**Trecho da página**
□ □ □ □
Em terras do município mineiro de 80 mil habitantes, pesquisadores identificaram ao menos 10 cavernas com formações geológicas milenares, lagos transparentes e pinturas feitas por alguns dos primeiros habitantes do centro do país. Os homens antigos também deixaram gravuras em paredões e em pedras encravadas no cerrado. Esses locais se apresentam hoje como museus pré-históricos explorados por poucos cientistas, minguados adeptos de esportes radicais e quase nenhum turista, por falta de informação e de infraestrutura para a visitação. O Correio percorreu a região em busca desse tesouro esquecido.

As pinturas das cavernas de Unaí continuam nítidas, levando-se em conta o desgaste sofrido ao longo de tanto tempo em exposição. As mais expressivas ficam na Gruta do Gentio 2, a 30km do centro da cidade. Ela começou a ser ocupada há cerca de 10.250 anos, de acordo com pesquisas realizadas nas décadas de 1970 e 1980. Existem ainda vestígios de um ponto cerimonial, com pinturas em vermelho no teto e nas paredes, onde foram depositados corpos parcialmente cremados.

Nos estudos do Instituto de Arqueologia Brasileira, foram encontrados os restos mortais de uma criança que ali viveu há 9 mil anos. Ela tinha entre 9 e 10 anos e estava envolta em uma rede de algodão. A conservação do corpo indicou que o sepultamento teve características de possível embalsamamento. A criança integrava uma comunidade de coletores, que se alimentava de coquinhos de guariroba e pequi.

A Gruta do Gentio 2 é naturalmente bem iluminada e seca, o que permitiu a preservação de exemplares arqueológicos em bom estado, apesar da sua antiguidade. Nas três últimas décadas, os pesquisadores encontraram e recolheram na caverna uma grande variedade de objetos milenares, como artefatos de pedra, de cerâmica, de osso, restos de fios de algodão e cestaria, além de poucas peças de madeira. No sítio arqueológico, também localizaram a mais antiga cerâmica em território brasileiro, fora da Amazônia, com 3,5 mil anos.

Água milagrosa
Enquanto a Gentio 2 era usada para funerais dos homens das cavernas, a Lapa do Sapezal, a 25km do centro da cidade, hoje serve de cenário para manifestações religiosas. Nos dias 1;, 2 e 3 de maio, peregrinos vão à lapa, em meio a uma mata, exaltar a Santa Cruz e o São José Operário. A festa mobiliza parte da população residente nas comunidades próximas e de municípios mineiros vizinhos, como Paracatu, Vazantes e Buritis. Eles acreditam haver poderes divinos na caverna.
□ □ □ □
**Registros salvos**
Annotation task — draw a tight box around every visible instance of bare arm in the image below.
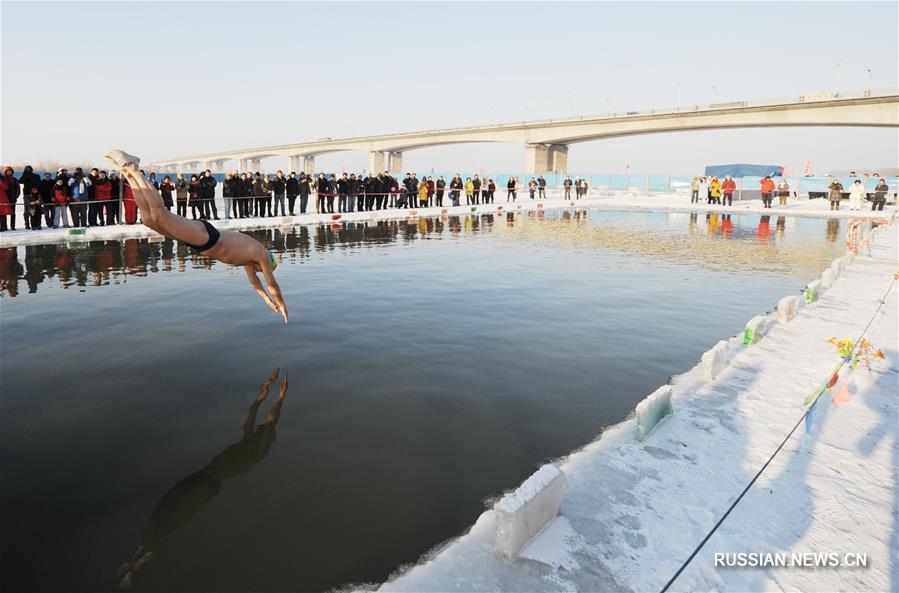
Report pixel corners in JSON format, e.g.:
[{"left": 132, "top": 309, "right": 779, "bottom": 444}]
[{"left": 106, "top": 156, "right": 287, "bottom": 324}]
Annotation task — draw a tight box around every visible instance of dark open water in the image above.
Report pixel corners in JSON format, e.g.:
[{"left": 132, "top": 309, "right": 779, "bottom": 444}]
[{"left": 0, "top": 211, "right": 842, "bottom": 591}]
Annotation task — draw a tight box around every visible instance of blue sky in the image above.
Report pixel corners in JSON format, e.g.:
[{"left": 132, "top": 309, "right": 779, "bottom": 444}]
[{"left": 0, "top": 2, "right": 899, "bottom": 173}]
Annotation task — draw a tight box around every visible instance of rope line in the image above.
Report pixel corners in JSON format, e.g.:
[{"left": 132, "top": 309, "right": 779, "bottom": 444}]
[{"left": 659, "top": 264, "right": 896, "bottom": 593}]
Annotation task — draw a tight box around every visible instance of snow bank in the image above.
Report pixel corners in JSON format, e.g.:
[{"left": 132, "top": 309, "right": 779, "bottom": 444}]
[
  {"left": 493, "top": 463, "right": 565, "bottom": 558},
  {"left": 743, "top": 315, "right": 768, "bottom": 346},
  {"left": 777, "top": 296, "right": 799, "bottom": 323},
  {"left": 805, "top": 280, "right": 821, "bottom": 304},
  {"left": 636, "top": 385, "right": 671, "bottom": 441},
  {"left": 702, "top": 340, "right": 727, "bottom": 381},
  {"left": 381, "top": 224, "right": 899, "bottom": 593}
]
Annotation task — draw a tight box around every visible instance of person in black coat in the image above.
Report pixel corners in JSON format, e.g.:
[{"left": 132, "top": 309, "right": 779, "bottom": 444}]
[
  {"left": 365, "top": 173, "right": 381, "bottom": 212},
  {"left": 337, "top": 173, "right": 350, "bottom": 212},
  {"left": 272, "top": 169, "right": 287, "bottom": 216},
  {"left": 38, "top": 173, "right": 56, "bottom": 228},
  {"left": 450, "top": 173, "right": 463, "bottom": 206},
  {"left": 200, "top": 169, "right": 219, "bottom": 220},
  {"left": 315, "top": 173, "right": 328, "bottom": 213},
  {"left": 237, "top": 173, "right": 253, "bottom": 218},
  {"left": 300, "top": 173, "right": 312, "bottom": 214},
  {"left": 284, "top": 171, "right": 300, "bottom": 216},
  {"left": 19, "top": 165, "right": 41, "bottom": 229},
  {"left": 434, "top": 175, "right": 446, "bottom": 208}
]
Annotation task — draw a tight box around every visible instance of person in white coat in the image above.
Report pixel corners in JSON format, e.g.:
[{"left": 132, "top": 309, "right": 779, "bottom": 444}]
[
  {"left": 849, "top": 179, "right": 865, "bottom": 210},
  {"left": 696, "top": 177, "right": 711, "bottom": 203}
]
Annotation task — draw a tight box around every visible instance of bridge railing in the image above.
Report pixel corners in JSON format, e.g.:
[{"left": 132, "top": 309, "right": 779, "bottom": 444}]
□ □ □ □
**Instruções de trabalho**
1: No texto sobre as cavernas de Unaí, reescreva em forma de lista o parágrafo que começa com "A Gruta do Gentio 2 é naturalmente bem iluminada", mantendo seus fatos principais.
2: Dê prosseguimento ao texto sobre as cavernas de Unaí a partir da última frase apresentada.
A listagem constitui material à parte, sem relação com o texto sobre as cavernas de Unaí.

**Respostas por tarefa**
1:
- A Gruta do Gentio 2 é naturalmente iluminada e seca, o que preservou em bom estado os exemplares arqueológicos.
- Nas três últimas décadas, pesquisadores recolheram na caverna artefatos de pedra, cerâmica e osso, restos de fios de algodão e cestaria, além de poucas peças de madeira.
- No sítio foi localizada a cerâmica mais antiga do território brasileiro fora da Amazônia, com 3,5 mil anos.

2:
Durante a festa, no entorno do local são construídas barraquinhas de comidas. No interior da Sapezal, há um lago de origem freática, onde são jogadas moedas, acompanhadas de pedidos. Muitos acreditam no poder curativo dessas águas. Há ainda no interior da lapa uma abstrata figura de uma Nossa Senhora a se formar em escorrimentos de calcita sem que haja, contudo, referências a milagres ou a culto a uma Nossa Senhora da Lapa.

Um lago cristalino também é uma das grandes atrações da Gruta do Tamboril. No entanto, não é fácil chegar até as águas e o acesso à caverna é controlado pelos órgãos de saúde, por causa da suspeita de um foco de histoplasmose no local, nunca comprovado ou estudado. Como na maioria das grutas, por causa da ausência de sinalização e iluminação e dos riscos do solo acidentado, a visita só deve ser feita na companhia de guias especializados e com equipamento adequado.

Com cerca de 4km de extensão, a caverna tem sete salões ornamentados por estalactites e estalagmites, sendo os últimos cobertos pelo lago, totalmente limpo e transparente. Até lá, porém, gasta-se pelo menos uma hora e meia de caminhada, com descidas e subidas em pedras pontiagudas e escorregadias. Mas se o visitante não quer correr tanto risco, a entrada no primeiro salão é o suficiente para uma prova das maravilhas da gruta.

Cura espontânea
Causada por um fungo disperso no solo rico em fezes de morcegos e de aves, a doença é contraída quando a pessoa inala esse material suspenso no ar. Ela causa febre, que pode durar alguns dias, e tende à cura espontânea. Desde 1967, há relatos da ocorrência de casos suspeitos de histoplasmose associada à visitação a cavernas no DF e no Entorno, sendo os mais recentes ocorridos em 2004, numa visita de estudantes de Taguatinga à Gruta do Tamboril.